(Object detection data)
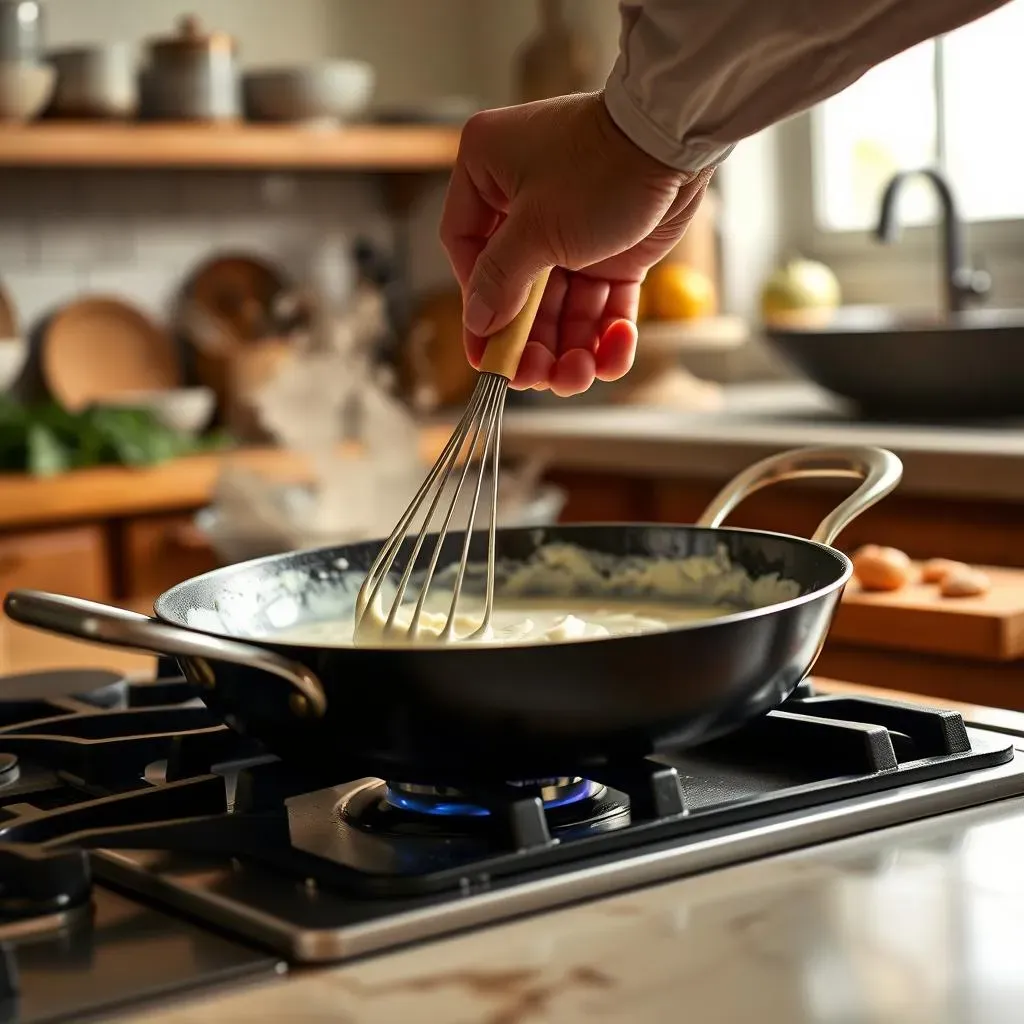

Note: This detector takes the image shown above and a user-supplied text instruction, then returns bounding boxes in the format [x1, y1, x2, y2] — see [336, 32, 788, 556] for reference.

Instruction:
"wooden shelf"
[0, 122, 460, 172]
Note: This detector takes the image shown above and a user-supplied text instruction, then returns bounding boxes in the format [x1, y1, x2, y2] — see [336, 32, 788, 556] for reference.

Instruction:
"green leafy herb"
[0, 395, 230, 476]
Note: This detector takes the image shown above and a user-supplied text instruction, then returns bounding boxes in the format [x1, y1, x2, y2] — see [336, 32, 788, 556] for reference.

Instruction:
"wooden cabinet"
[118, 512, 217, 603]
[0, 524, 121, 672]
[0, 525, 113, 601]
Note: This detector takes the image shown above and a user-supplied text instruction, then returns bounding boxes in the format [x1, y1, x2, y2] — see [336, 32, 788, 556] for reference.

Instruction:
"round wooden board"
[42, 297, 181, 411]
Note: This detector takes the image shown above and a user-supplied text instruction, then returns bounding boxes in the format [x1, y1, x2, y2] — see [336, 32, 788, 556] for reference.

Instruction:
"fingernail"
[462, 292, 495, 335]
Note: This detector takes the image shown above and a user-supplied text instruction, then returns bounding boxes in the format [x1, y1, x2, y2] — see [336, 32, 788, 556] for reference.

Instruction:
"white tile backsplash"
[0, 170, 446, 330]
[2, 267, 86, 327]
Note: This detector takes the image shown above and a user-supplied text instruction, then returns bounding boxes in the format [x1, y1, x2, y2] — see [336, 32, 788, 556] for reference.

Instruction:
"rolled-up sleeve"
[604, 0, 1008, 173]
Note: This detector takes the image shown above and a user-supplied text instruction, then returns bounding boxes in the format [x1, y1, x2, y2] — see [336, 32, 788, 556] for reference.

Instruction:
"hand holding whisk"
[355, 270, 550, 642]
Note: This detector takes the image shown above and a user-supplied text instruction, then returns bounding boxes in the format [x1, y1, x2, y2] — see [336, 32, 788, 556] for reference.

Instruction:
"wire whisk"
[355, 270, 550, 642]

— YOUR TASK —
Starting at the beginning of the items and ending at the line that contains "[42, 297, 181, 411]", write those lines out again with "wooden" switched to "oak" each time it appears and everything else left unchanged. Leave the pictures out of your answer.

— FINAL ANSWER —
Note: This detector takes the image shown above and a user-supplied text instruction, then returns bounding boxes in the format [x1, y1, x2, y2] — see [336, 32, 788, 556] for reference.

Instruction:
"oak shelf"
[0, 122, 460, 172]
Note: This detector takes the image shown above and a user-supplied text instruction, then returns bounding boxes in the format [x1, y1, x2, y2] — see [336, 32, 788, 556] for reference.

Instruction:
"green leafy herb"
[0, 395, 230, 476]
Note: This detector takes the image shown above and a user-supplied text instruction, then returns bounding boxes in the format [x1, y1, x2, y2] — see [336, 32, 788, 556] for reference.

Instruction:
"oak cabinet"
[118, 512, 217, 603]
[0, 524, 121, 672]
[0, 525, 113, 601]
Note: This detector takes the image shown above and a user-supplied text instruction, then returns bounding boxes in the format [x1, y1, x2, y2] — see [336, 32, 788, 556] for reference.

Instruction:
"round oak board"
[42, 297, 181, 411]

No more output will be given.